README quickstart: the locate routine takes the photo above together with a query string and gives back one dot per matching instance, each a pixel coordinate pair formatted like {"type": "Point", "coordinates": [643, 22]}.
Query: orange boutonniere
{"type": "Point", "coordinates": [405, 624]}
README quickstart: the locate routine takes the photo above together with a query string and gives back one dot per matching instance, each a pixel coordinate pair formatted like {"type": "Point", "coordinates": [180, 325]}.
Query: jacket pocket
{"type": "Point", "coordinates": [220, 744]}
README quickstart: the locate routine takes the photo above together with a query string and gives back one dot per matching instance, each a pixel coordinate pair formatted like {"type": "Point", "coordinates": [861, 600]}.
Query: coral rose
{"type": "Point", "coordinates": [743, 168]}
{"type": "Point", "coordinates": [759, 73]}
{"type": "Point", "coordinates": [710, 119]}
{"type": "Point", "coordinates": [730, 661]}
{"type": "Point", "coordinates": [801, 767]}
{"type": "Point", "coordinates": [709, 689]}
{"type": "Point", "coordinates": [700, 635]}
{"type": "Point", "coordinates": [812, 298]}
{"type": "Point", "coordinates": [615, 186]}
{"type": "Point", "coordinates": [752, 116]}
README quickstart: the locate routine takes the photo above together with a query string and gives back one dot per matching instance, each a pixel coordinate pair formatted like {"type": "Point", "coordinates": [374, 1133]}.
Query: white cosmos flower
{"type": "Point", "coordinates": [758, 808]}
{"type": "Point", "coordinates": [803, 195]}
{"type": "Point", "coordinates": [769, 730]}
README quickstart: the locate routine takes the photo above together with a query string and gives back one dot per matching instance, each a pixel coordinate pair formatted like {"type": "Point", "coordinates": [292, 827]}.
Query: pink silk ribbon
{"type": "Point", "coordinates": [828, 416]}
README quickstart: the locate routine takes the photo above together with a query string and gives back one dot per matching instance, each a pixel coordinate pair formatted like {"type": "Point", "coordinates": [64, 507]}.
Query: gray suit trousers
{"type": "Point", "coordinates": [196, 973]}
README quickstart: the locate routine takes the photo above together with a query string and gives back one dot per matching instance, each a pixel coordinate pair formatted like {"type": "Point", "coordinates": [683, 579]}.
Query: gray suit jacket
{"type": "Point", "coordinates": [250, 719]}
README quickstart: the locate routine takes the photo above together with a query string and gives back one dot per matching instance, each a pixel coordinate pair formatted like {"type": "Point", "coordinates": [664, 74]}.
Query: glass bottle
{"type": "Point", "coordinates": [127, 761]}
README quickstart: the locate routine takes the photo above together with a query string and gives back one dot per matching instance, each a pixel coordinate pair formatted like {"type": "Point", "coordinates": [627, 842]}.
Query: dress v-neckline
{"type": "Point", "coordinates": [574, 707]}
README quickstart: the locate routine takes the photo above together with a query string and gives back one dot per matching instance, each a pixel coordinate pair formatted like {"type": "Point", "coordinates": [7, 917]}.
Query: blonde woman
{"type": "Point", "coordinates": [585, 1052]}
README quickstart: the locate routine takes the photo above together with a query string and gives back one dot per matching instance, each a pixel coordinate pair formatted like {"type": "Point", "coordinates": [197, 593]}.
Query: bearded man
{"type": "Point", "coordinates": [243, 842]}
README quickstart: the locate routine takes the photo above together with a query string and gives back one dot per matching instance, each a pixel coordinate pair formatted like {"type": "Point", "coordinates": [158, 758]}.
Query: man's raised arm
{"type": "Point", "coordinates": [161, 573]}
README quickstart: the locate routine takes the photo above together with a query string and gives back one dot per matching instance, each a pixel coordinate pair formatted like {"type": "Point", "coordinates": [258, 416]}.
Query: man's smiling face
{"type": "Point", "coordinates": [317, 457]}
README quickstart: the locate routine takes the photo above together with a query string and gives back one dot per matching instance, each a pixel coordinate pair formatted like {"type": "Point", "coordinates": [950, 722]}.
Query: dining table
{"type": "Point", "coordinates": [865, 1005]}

What is being asked
Copy out the material exactly, omitting nothing.

Your response
README quickstart: the locate routine takes the photo above together with a query string and gives back one dot per matching instance, each a pixel coordinate pair formatted like {"type": "Point", "coordinates": [643, 22]}.
Query: orange boutonniere
{"type": "Point", "coordinates": [405, 624]}
README quickstart: the locate routine takes the photo above together with a query string and gives back one dot per matching instance, each a pixel coordinate pair formatted like {"type": "Point", "coordinates": [180, 325]}.
Query: jacket pocket
{"type": "Point", "coordinates": [220, 744]}
README quickstart: the locate routine takes the photo above together with a query string and gives back one dot per matching instance, each a pixel coordinate pair formatted like {"type": "Point", "coordinates": [861, 600]}.
Query: coral rose
{"type": "Point", "coordinates": [743, 168]}
{"type": "Point", "coordinates": [759, 73]}
{"type": "Point", "coordinates": [710, 119]}
{"type": "Point", "coordinates": [730, 661]}
{"type": "Point", "coordinates": [801, 767]}
{"type": "Point", "coordinates": [709, 689]}
{"type": "Point", "coordinates": [700, 635]}
{"type": "Point", "coordinates": [812, 298]}
{"type": "Point", "coordinates": [615, 186]}
{"type": "Point", "coordinates": [752, 116]}
README quickstart: the locate routine takes the photo above together with a query string and gives back one dot per matching instance, each a pixel coordinate pair formatted like {"type": "Point", "coordinates": [374, 1133]}.
Query: white cosmos flower
{"type": "Point", "coordinates": [758, 808]}
{"type": "Point", "coordinates": [803, 195]}
{"type": "Point", "coordinates": [769, 730]}
README quickstart: the locate routine takes the photo above together with a query string and gives back one dot per matching instance, each a pixel coordinate pair formatted like {"type": "Point", "coordinates": [292, 827]}.
Query: pink silk ribbon
{"type": "Point", "coordinates": [828, 416]}
README quickstart: the locate routine takes the photo above together with a query string and gives back one dot per matching instance, each a pixel coordinate pair formatted like {"type": "Point", "coordinates": [64, 507]}.
Query: gray suit trousers
{"type": "Point", "coordinates": [196, 973]}
README quickstart: the locate routine takes the photo above together with a query string and gives back one dot per matching instance, each a pixel coordinate pair formatted like {"type": "Point", "coordinates": [683, 579]}.
Query: gray suit jacket
{"type": "Point", "coordinates": [250, 719]}
README quickstart: the locate routine takes the photo above together with a query string and gives back one dot per matching instance, each a pixel coordinate pair formatted like {"type": "Point", "coordinates": [664, 74]}.
Query: glass bottle
{"type": "Point", "coordinates": [127, 761]}
README quickstart: the locate routine takes the photo above together with a query string and gives back one dot per matching instance, each a pixel coordinate pair formatted like {"type": "Point", "coordinates": [627, 842]}.
Query: dress v-neckline
{"type": "Point", "coordinates": [574, 707]}
README quickstart: the locate routine takes the photo above together with a query string and gives back one dot per matching instance, each a pixel coordinate pair formatted like {"type": "Point", "coordinates": [7, 917]}.
Query: blonde woman
{"type": "Point", "coordinates": [585, 1052]}
README quickstart: the locate routine takes the photo above together with a query string and gives back one dot per matching instance, each a pixel coordinate pair formatted like {"type": "Point", "coordinates": [197, 593]}.
Query: bearded man
{"type": "Point", "coordinates": [243, 842]}
README quickstart: the locate routine takes the photo above together with a query string and gives back one dot per matching instance, each a pixel coordinate pair formatted like {"type": "Point", "coordinates": [158, 758]}.
Query: man's raised arm
{"type": "Point", "coordinates": [161, 573]}
README quickstart: the locate routine takes the photo above together with a query string and gives back one dot per matching instance, each a pixel coordinate pair formatted like {"type": "Point", "coordinates": [258, 416]}.
Query: man's smiling face
{"type": "Point", "coordinates": [317, 457]}
README quickstart: the locate routine takes the photo above together with a query string and gives back one dot per matching instance, each a pixel coordinate pair formatted like {"type": "Point", "coordinates": [950, 722]}.
Query: dining table
{"type": "Point", "coordinates": [865, 1005]}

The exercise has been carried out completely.